YOUR OBJECTIVE:
Pull out every line in the entries below that contains the string "blazer".
--- START OF ITEMS ---
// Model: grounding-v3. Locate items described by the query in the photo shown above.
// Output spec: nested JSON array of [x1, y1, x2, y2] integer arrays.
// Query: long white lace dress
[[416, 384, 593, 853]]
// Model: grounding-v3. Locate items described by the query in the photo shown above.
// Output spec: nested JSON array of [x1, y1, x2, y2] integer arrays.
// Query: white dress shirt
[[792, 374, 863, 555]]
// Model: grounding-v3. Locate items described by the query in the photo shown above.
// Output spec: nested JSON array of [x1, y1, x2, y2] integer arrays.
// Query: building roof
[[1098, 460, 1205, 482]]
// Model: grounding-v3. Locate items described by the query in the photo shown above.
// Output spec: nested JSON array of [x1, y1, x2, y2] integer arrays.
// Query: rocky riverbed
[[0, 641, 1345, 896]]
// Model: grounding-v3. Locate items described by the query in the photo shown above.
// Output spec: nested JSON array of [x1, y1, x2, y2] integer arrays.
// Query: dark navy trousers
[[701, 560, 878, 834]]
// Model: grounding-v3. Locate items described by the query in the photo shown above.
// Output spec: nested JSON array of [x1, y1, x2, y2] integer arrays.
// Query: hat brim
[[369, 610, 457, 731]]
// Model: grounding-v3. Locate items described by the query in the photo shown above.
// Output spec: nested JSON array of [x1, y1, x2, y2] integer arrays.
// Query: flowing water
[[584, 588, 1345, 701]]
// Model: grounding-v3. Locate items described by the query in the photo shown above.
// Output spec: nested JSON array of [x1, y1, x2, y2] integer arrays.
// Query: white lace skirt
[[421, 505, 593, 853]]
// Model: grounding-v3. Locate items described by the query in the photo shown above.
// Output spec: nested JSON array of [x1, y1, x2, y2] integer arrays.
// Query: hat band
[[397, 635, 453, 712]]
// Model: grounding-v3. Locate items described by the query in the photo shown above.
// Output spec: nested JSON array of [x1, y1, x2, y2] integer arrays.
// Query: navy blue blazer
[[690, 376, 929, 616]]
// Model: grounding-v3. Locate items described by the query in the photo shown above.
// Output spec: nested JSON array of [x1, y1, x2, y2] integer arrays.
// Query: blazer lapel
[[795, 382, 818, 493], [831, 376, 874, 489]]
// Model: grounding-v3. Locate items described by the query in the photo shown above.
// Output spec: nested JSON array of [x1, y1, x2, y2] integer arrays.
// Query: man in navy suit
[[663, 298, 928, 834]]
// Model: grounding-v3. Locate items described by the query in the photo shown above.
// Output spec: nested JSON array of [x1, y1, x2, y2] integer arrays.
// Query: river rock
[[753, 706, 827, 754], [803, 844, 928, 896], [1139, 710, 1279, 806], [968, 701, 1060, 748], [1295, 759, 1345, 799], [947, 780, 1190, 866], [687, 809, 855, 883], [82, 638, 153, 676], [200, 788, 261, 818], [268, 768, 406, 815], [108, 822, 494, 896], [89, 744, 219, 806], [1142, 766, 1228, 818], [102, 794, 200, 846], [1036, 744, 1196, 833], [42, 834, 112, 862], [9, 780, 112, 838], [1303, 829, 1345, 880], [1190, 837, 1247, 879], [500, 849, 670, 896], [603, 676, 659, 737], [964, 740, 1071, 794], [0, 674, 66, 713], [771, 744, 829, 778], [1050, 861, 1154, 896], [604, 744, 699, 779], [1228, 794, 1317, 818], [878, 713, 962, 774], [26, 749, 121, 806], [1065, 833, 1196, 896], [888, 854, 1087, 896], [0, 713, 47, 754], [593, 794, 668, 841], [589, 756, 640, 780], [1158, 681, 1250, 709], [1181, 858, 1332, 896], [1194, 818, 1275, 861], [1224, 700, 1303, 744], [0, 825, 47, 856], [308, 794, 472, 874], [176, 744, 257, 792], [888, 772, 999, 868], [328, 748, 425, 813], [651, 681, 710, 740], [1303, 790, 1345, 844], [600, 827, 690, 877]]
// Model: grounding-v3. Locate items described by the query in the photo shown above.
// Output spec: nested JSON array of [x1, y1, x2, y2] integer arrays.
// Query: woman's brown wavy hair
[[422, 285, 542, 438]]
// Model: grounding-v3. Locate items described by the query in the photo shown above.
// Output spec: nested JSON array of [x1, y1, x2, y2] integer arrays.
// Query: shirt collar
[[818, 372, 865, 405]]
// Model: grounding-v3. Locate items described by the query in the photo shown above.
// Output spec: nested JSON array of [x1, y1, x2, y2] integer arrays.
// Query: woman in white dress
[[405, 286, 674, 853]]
--- END OF ITEMS ---
FULL SOLUTION:
// Query: navy blue blazer
// Query: blazer lapel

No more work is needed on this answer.